» **Required action**
Only the lines from the beginning of the data through the one with "stone in the photograph above." belong in the answer, each retyped exactly, with pictures left out.

» **Information shown**

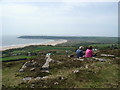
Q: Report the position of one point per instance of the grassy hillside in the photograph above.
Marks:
(65, 72)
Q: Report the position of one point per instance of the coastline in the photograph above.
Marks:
(53, 43)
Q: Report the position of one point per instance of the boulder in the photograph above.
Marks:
(32, 69)
(21, 70)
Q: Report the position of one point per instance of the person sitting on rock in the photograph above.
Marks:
(89, 52)
(79, 52)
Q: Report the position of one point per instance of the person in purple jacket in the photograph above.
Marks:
(89, 52)
(79, 52)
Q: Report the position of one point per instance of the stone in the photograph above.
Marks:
(61, 78)
(32, 69)
(76, 71)
(86, 66)
(37, 78)
(21, 70)
(33, 86)
(45, 77)
(27, 79)
(23, 67)
(56, 83)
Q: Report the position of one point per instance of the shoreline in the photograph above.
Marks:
(53, 43)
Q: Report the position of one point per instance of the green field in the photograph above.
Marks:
(97, 75)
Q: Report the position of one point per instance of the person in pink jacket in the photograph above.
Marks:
(89, 52)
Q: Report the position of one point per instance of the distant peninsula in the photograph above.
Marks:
(96, 39)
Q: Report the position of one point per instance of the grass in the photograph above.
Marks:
(17, 57)
(97, 75)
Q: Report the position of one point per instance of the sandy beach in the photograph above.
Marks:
(53, 43)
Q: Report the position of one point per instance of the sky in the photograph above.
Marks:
(59, 18)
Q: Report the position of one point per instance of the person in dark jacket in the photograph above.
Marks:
(79, 52)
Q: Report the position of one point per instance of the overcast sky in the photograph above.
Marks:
(60, 18)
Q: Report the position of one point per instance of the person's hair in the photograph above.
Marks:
(90, 47)
(81, 47)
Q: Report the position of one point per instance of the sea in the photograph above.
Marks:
(14, 41)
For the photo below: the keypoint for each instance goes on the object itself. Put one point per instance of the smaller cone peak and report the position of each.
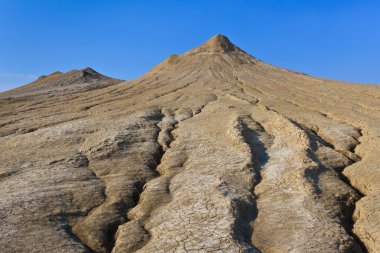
(217, 44)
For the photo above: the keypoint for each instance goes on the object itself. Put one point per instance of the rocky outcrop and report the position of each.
(210, 151)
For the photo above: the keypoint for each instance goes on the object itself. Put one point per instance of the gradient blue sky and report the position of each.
(124, 39)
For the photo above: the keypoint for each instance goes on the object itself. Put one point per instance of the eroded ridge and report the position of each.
(298, 176)
(124, 159)
(211, 150)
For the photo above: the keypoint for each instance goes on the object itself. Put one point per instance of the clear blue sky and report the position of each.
(124, 39)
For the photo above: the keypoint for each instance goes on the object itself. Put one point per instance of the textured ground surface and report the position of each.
(210, 151)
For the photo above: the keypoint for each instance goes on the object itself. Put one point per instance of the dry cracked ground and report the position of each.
(210, 151)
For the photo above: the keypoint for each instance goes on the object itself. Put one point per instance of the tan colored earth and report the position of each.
(210, 151)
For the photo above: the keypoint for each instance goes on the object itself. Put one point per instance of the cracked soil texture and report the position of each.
(212, 150)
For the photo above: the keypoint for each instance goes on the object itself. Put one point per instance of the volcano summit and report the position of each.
(212, 150)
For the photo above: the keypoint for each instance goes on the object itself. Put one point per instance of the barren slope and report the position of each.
(212, 150)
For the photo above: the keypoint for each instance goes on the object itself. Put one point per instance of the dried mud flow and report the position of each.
(212, 150)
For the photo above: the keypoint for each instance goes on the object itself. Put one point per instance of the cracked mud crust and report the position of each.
(210, 151)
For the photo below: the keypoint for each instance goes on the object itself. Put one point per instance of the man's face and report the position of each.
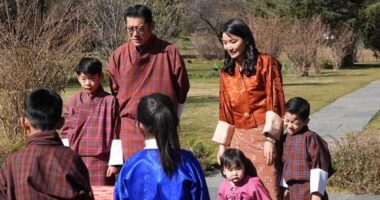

» **Task output**
Q: Report the position of one point per instance of the grassy hillside in the photograph above.
Marks:
(65, 72)
Q: Report the position of one point per instance of the coastline in the photograph above.
Marks:
(53, 43)
Q: Report the position of one point per instance of the boulder in the photograph above.
Marks:
(32, 69)
(21, 70)
Q: Report the position of one point per instance of the person sitting on rock in the photograph above.
Marks:
(89, 52)
(79, 52)
Q: Report the position of one point per instance of the person in purple jacket in the photograph above.
Marks:
(89, 52)
(79, 52)
Q: Report the position of one point per instance of the stone in the photograph above.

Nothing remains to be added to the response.